• _Entries supplied_
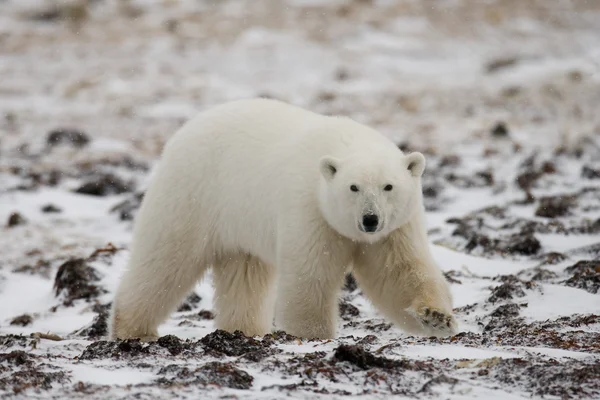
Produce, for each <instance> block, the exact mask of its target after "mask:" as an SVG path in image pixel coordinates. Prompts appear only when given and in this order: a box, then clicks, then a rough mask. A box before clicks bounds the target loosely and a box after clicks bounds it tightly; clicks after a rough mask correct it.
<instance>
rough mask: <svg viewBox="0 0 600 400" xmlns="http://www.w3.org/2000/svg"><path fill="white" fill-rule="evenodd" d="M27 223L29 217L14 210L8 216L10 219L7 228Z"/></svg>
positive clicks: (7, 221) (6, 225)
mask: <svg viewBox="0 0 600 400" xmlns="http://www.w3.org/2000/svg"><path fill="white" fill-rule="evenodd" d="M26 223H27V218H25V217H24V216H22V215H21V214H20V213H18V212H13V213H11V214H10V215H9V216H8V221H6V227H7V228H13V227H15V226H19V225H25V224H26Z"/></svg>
...
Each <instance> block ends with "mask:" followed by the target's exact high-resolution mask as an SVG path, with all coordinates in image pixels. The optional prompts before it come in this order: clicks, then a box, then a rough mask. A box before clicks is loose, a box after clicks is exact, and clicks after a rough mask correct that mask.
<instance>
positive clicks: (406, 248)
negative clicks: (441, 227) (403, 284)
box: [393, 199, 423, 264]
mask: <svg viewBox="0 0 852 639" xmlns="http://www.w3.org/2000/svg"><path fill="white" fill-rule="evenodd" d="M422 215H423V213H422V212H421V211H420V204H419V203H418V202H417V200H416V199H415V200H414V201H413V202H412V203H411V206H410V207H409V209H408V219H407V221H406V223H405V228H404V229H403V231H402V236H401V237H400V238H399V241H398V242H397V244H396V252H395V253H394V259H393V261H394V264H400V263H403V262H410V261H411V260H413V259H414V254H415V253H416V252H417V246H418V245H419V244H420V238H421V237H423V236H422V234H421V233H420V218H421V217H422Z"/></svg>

• _Task requirements_
Return every line of the data above that contains the string "exact".

• _Output_
Produce, for each <instance> block, the exact mask of its target after "mask:" as an SVG path in image pixel coordinates. Prompts appear only when given and in this order: a box, then clicks, then a rough mask. A box before clicks bounds the target loosely and a box after clicks bounds it tightly; clicks after a rough mask correct it.
Each <instance> block ends with "mask:" followed by the target's exact high-resolution mask as an SVG path, with all coordinates in image pixels. The optional prompts before it come in this order: clicks, then a box, then a rough mask. A box before clicks is loose, a box after clicks is exact, and clicks after a rough mask correct that mask.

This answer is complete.